▶ **What to work on**
Render every line of the items below as a Markdown table with two columns, Row and Line. Put the row number in Row and the line's text in Line, and leave out blank lines.

▶ **Given data**
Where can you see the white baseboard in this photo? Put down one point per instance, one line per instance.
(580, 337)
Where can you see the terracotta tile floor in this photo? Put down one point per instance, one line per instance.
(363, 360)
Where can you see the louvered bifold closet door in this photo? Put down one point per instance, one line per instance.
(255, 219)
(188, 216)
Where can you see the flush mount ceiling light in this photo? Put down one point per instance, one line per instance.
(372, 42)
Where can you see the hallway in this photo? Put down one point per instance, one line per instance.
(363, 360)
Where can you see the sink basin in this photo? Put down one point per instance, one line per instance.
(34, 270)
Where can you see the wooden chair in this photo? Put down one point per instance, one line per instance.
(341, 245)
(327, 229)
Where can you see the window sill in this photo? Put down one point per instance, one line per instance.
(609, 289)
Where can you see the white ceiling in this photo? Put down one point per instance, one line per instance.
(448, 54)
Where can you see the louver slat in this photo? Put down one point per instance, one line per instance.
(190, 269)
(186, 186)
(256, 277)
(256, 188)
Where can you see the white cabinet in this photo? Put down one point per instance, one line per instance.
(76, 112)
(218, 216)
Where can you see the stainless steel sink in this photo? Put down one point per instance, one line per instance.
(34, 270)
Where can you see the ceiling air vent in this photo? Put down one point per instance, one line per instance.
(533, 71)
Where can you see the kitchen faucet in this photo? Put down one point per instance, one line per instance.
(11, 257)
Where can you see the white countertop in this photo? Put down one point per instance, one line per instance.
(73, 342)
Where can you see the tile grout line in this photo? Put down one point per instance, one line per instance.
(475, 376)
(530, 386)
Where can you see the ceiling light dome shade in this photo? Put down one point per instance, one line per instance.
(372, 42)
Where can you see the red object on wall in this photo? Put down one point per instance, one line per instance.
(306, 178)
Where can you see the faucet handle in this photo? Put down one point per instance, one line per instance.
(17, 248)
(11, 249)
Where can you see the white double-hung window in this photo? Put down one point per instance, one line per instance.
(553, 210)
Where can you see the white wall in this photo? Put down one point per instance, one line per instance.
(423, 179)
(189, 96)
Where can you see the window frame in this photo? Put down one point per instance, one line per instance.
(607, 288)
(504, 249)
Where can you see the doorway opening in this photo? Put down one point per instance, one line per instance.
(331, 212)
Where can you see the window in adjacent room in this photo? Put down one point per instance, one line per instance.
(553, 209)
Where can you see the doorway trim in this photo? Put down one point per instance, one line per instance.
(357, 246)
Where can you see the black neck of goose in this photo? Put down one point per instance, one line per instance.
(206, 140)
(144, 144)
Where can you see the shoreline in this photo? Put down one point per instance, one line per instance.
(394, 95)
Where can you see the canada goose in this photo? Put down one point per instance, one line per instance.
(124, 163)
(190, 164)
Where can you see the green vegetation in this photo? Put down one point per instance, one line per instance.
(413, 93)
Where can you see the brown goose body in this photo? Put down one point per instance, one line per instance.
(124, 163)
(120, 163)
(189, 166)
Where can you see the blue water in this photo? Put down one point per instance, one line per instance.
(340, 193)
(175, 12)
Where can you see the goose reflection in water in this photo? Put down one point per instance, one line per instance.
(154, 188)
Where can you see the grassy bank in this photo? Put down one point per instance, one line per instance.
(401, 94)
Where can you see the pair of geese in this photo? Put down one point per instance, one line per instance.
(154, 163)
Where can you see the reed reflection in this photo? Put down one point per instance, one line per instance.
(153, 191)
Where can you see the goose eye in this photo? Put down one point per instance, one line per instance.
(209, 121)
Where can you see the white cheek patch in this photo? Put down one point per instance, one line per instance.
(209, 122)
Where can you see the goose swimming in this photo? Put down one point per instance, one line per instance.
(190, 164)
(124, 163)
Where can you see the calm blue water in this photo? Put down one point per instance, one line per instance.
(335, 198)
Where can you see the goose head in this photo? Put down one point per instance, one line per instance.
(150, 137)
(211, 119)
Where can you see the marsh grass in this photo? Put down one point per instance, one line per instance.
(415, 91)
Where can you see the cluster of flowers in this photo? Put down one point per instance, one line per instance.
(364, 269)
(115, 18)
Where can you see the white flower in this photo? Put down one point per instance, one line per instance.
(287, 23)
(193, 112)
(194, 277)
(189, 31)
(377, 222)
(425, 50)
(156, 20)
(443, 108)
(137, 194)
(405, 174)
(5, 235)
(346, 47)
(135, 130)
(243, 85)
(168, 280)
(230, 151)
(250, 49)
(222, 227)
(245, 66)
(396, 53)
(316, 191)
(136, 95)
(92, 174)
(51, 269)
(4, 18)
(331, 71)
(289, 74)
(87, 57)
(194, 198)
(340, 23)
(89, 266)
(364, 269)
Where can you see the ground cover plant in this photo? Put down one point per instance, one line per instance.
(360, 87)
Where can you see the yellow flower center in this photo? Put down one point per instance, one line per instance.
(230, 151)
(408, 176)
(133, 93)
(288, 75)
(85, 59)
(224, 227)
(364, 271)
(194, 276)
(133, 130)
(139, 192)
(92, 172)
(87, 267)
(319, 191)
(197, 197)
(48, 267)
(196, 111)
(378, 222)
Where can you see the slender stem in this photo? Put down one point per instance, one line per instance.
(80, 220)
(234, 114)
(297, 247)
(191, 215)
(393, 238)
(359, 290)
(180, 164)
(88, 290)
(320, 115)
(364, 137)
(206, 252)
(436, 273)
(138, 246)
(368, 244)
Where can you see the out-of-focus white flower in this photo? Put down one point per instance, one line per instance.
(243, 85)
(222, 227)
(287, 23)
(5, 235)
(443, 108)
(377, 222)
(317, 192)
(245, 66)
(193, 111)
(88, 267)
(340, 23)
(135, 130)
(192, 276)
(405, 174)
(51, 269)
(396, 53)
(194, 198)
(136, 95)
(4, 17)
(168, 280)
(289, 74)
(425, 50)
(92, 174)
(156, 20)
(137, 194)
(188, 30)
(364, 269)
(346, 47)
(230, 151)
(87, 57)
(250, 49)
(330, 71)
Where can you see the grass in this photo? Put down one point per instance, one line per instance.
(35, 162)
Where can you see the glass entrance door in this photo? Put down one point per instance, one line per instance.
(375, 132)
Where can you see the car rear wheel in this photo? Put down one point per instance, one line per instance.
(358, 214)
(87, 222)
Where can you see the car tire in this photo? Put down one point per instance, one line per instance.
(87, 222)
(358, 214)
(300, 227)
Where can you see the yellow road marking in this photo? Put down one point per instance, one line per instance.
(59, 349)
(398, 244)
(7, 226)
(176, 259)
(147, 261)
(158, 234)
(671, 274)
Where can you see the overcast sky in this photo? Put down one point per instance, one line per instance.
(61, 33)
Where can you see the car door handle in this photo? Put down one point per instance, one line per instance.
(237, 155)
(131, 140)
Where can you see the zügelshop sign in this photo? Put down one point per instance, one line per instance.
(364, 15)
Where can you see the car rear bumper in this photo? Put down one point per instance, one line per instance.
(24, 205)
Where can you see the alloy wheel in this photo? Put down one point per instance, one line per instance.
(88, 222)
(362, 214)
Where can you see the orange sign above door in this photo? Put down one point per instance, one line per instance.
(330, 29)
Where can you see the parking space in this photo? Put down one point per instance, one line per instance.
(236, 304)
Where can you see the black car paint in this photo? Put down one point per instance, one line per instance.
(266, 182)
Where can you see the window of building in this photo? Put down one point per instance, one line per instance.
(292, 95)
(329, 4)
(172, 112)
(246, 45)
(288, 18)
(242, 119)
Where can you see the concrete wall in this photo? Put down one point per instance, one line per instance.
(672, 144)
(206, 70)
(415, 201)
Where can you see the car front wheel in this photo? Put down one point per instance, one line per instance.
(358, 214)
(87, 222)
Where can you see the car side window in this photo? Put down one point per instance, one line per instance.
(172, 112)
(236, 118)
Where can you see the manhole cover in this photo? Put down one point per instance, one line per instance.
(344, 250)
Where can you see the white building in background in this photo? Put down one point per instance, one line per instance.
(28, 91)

▶ **Complete output**
| Row | Line |
|---|---|
| 1 | Where can you see the white baseboard in this photo? Put down one point per instance, one line per instance. |
| 2 | (580, 337) |
| 3 | Where can you see the terracotta tile floor in this photo? Put down one point per instance, one line per instance. |
| 4 | (363, 360) |
| 5 | Where can you see the louvered bifold closet door in this photo? Put down one point per instance, one line per instance. |
| 6 | (255, 219) |
| 7 | (188, 216) |
| 8 | Where can you see the flush mount ceiling light in this photo? Put down one point per instance, one line per instance. |
| 9 | (372, 42) |
| 10 | Where can you see the hallway in this photo? Put down one point per instance, one line per instance. |
| 11 | (363, 360) |
| 12 | Where can you see the sink basin in this photo? Put down one point per instance, one line per instance. |
| 13 | (34, 270) |
| 14 | Where can you see the wooden chair in this photo? Put down one point per instance, one line per instance. |
| 15 | (341, 245) |
| 16 | (327, 229) |
| 17 | Where can you see the window sill in this photo? Put down one point per instance, one line per instance. |
| 18 | (609, 289) |
| 19 | Where can you see the white ceiling in this photo? Put down one point per instance, one line per instance. |
| 20 | (448, 54) |
| 21 | Where can you see the louver slat in this photo? Put down one point per instance, one line per instance. |
| 22 | (190, 269) |
| 23 | (186, 186) |
| 24 | (256, 277) |
| 25 | (256, 188) |
| 26 | Where can you see the white cabinet in this photo? Put down one point per instance, one line per instance. |
| 27 | (76, 112) |
| 28 | (218, 216) |
| 29 | Where can you see the stainless steel sink in this photo? Put down one point per instance, one line per instance. |
| 30 | (34, 270) |
| 31 | Where can you see the ceiling air vent in this photo? Put down one point per instance, one line per instance. |
| 32 | (533, 71) |
| 33 | Where can you see the kitchen faucet in this photo? Put down one point per instance, one line per instance. |
| 34 | (11, 257) |
| 35 | Where can you see the white countertop in this photo? Put down one point per instance, one line per instance. |
| 36 | (73, 342) |
| 37 | Where can you see the tile grout line in this photo? Put down one point per instance, one line per instance. |
| 38 | (475, 376) |
| 39 | (530, 386) |
| 40 | Where can you see the ceiling light dome shade in this photo? Put down one point per instance, one line per instance. |
| 41 | (372, 42) |
| 42 | Where can you see the red object on wall in this photo? Put down one point per instance, one line per instance. |
| 43 | (306, 178) |
| 44 | Where can you see the faucet handle in this photo? Put down one point per instance, one line per instance. |
| 45 | (17, 248) |
| 46 | (11, 249) |
| 47 | Where can you see the white double-hung window in this photo? Put down one point per instance, one line per instance. |
| 48 | (553, 210) |
| 49 | Where can you see the white wall in this photo? Put down one point per instance, one line per instance. |
| 50 | (423, 179) |
| 51 | (189, 96) |
| 52 | Where can you see the window frame in this photo? Put down one point per instance, one line per instance. |
| 53 | (607, 288) |
| 54 | (504, 249) |
| 55 | Where can you see the doorway opening in this photo? Put down one point per instance, one line per instance. |
| 56 | (331, 212) |
| 57 | Where can you see the window in adjacent room in this photo? Put down one point per instance, one line per instance. |
| 58 | (553, 209) |
| 59 | Where can you see the doorway trim in this photo? Put down one point per instance, one line per instance. |
| 60 | (357, 246) |
| 61 | Where can you see the black neck of goose in this photo? Put down one point per instance, one line per instance. |
| 62 | (206, 140) |
| 63 | (144, 144) |
| 64 | Where can you see the shoreline in this photo? Put down one point per instance, one line per instance. |
| 65 | (394, 95) |
| 66 | Where can you see the canada goose in this photo? Put down one point per instance, one line per instance. |
| 67 | (124, 163) |
| 68 | (190, 164) |
| 69 | Where can you see the green vegetation in this photo? Put down one point per instance, one line per instance. |
| 70 | (413, 93) |
| 71 | Where can you see the brown goose body in this photo? Put down one point per instance, one line per instance. |
| 72 | (124, 163) |
| 73 | (120, 163) |
| 74 | (189, 166) |
| 75 | Where can you see the blue water in this photo? Put down one point per instance, one line per instance. |
| 76 | (340, 193) |
| 77 | (175, 12) |
| 78 | Where can you see the goose reflection in water in this photo? Put down one point per instance, one line per instance. |
| 79 | (154, 188) |
| 80 | Where can you see the grassy bank in this photo? Put down one point per instance, one line per instance. |
| 81 | (401, 94) |
| 82 | Where can you see the pair of geese in this photo? Put down one point per instance, one line per instance. |
| 83 | (154, 163) |
| 84 | Where can you see the reed reflection in this photo? Put down one point per instance, one line per instance. |
| 85 | (153, 191) |
| 86 | Where can you see the goose eye in this photo? Put down one point per instance, one line per instance. |
| 87 | (209, 121) |
| 88 | Where can you see the white cheek patch in this photo? Put down one point per instance, one line per instance. |
| 89 | (209, 122) |
| 90 | Where can you see the goose swimming in this photo? Put down one point per instance, one line per instance. |
| 91 | (190, 164) |
| 92 | (124, 163) |
| 93 | Where can you see the calm blue water in this photo? Put down one point per instance, one line per instance. |
| 94 | (335, 198) |
| 95 | Where can you see the goose head in this photo? Put down one point per instance, one line per instance. |
| 96 | (150, 137) |
| 97 | (211, 119) |
| 98 | Where can you see the marsh grass in this photo? Put down one point per instance, one line per instance. |
| 99 | (415, 91) |
| 100 | Where can you see the cluster of flowers in this photo? Put down one point per instance, one line per instance. |
| 101 | (364, 269) |
| 102 | (115, 18) |
| 103 | Where can you see the white flower in this photo? Put down one point per instance, one line per instance. |
| 104 | (287, 23) |
| 105 | (193, 112) |
| 106 | (194, 277) |
| 107 | (189, 31) |
| 108 | (377, 222) |
| 109 | (425, 50) |
| 110 | (156, 20) |
| 111 | (443, 108) |
| 112 | (137, 194) |
| 113 | (405, 174) |
| 114 | (5, 235) |
| 115 | (346, 47) |
| 116 | (135, 130) |
| 117 | (243, 85) |
| 118 | (168, 280) |
| 119 | (230, 151) |
| 120 | (250, 49) |
| 121 | (222, 227) |
| 122 | (245, 66) |
| 123 | (396, 53) |
| 124 | (316, 191) |
| 125 | (136, 95) |
| 126 | (92, 174) |
| 127 | (51, 269) |
| 128 | (4, 18) |
| 129 | (331, 71) |
| 130 | (289, 74) |
| 131 | (87, 57) |
| 132 | (194, 198) |
| 133 | (340, 23) |
| 134 | (89, 266) |
| 135 | (364, 269) |
| 136 | Where can you see the ground cover plant in this photo? Put down one point per instance, one line per instance. |
| 137 | (360, 87) |
| 138 | Where can you see the yellow flower center in this photo? Put down one point per instance, one line per instance. |
| 139 | (230, 151) |
| 140 | (408, 176) |
| 141 | (133, 93) |
| 142 | (288, 75) |
| 143 | (85, 59) |
| 144 | (224, 227) |
| 145 | (364, 271) |
| 146 | (194, 276) |
| 147 | (133, 130) |
| 148 | (139, 192) |
| 149 | (92, 172) |
| 150 | (87, 267) |
| 151 | (319, 191) |
| 152 | (197, 197) |
| 153 | (48, 267) |
| 154 | (196, 111) |
| 155 | (378, 222) |
| 156 | Where can you see the slender stem in this photo? Put down one point per instance, one line per instance. |
| 157 | (80, 220) |
| 158 | (234, 114) |
| 159 | (297, 247) |
| 160 | (191, 215) |
| 161 | (393, 238) |
| 162 | (359, 290) |
| 163 | (180, 164) |
| 164 | (88, 290) |
| 165 | (320, 115) |
| 166 | (364, 137) |
| 167 | (206, 252) |
| 168 | (436, 273) |
| 169 | (138, 246) |
| 170 | (368, 244) |
| 171 | Where can you see the out-of-focus white flower in this photo? Put down one point per instance, one line per instance. |
| 172 | (243, 85) |
| 173 | (222, 227) |
| 174 | (287, 23) |
| 175 | (5, 235) |
| 176 | (443, 108) |
| 177 | (377, 222) |
| 178 | (317, 192) |
| 179 | (245, 66) |
| 180 | (193, 111) |
| 181 | (88, 267) |
| 182 | (340, 23) |
| 183 | (135, 130) |
| 184 | (192, 276) |
| 185 | (405, 174) |
| 186 | (51, 269) |
| 187 | (396, 53) |
| 188 | (194, 198) |
| 189 | (136, 95) |
| 190 | (4, 17) |
| 191 | (168, 280) |
| 192 | (289, 74) |
| 193 | (425, 50) |
| 194 | (92, 174) |
| 195 | (156, 20) |
| 196 | (137, 194) |
| 197 | (188, 30) |
| 198 | (364, 269) |
| 199 | (346, 47) |
| 200 | (230, 151) |
| 201 | (87, 57) |
| 202 | (250, 49) |
| 203 | (330, 71) |
| 204 | Where can you see the grass in this photo? Put down one point per instance, one line per instance. |
| 205 | (35, 162) |
| 206 | Where can you see the glass entrance door in this photo? Put down one point per instance, one line per instance. |
| 207 | (375, 132) |
| 208 | Where can you see the car rear wheel in this photo? Put down one point per instance, one line per instance. |
| 209 | (358, 214) |
| 210 | (87, 222) |
| 211 | Where can you see the car tire in this photo? Put down one point per instance, one line per instance. |
| 212 | (87, 222) |
| 213 | (358, 214) |
| 214 | (300, 227) |
| 215 | Where can you see the yellow road marking in this photo? Put down one point per instance, one line per instance. |
| 216 | (59, 349) |
| 217 | (398, 244) |
| 218 | (7, 226) |
| 219 | (176, 259) |
| 220 | (147, 261) |
| 221 | (158, 234) |
| 222 | (671, 274) |
| 223 | Where can you see the overcast sky in this photo? Put down one point per instance, one line per instance. |
| 224 | (61, 33) |
| 225 | Where can you see the car door handle in this photo? Put down one point per instance, one line per instance. |
| 226 | (237, 155) |
| 227 | (131, 140) |
| 228 | Where can you see the zügelshop sign in this photo? Put down one point per instance, one line per instance. |
| 229 | (364, 15) |
| 230 | Where can you see the car rear bumper in this photo? Put down one point per instance, one line per instance. |
| 231 | (24, 205) |
| 232 | Where can you see the alloy wheel in this photo? Put down one point per instance, one line per instance. |
| 233 | (88, 222) |
| 234 | (362, 214) |
| 235 | Where can you see the orange sign above door in this photo? Put down one point per instance, one line per instance. |
| 236 | (330, 29) |
| 237 | Where can you see the parking space in this photo? Put down one point per instance, one line per instance. |
| 238 | (236, 304) |
| 239 | Where can you see the black car paint in this photo? Put down one point per instance, one line per instance. |
| 240 | (266, 182) |
| 241 | Where can you see the window of building in this photo? Put down one point per instance, one line per instance. |
| 242 | (292, 95) |
| 243 | (329, 4) |
| 244 | (172, 112) |
| 245 | (246, 45) |
| 246 | (288, 18) |
| 247 | (242, 119) |
| 248 | Where can you see the concrete wall in this photo? Put down one point per instance, one line per instance. |
| 249 | (672, 144) |
| 250 | (206, 70) |
| 251 | (415, 201) |
| 252 | Where can you see the car front wheel in this photo? Put down one point per instance, one line per instance. |
| 253 | (358, 214) |
| 254 | (87, 222) |
| 255 | Where can you see the car side window in this photo? Put down one point per instance, one line per instance. |
| 256 | (172, 112) |
| 257 | (236, 118) |
| 258 | Where can you see the manhole cover in this photo? Put down one point per instance, one line per instance. |
| 259 | (344, 250) |
| 260 | Where can you see the white building in background in this photo? Put down one point per instance, one line per instance. |
| 261 | (28, 91) |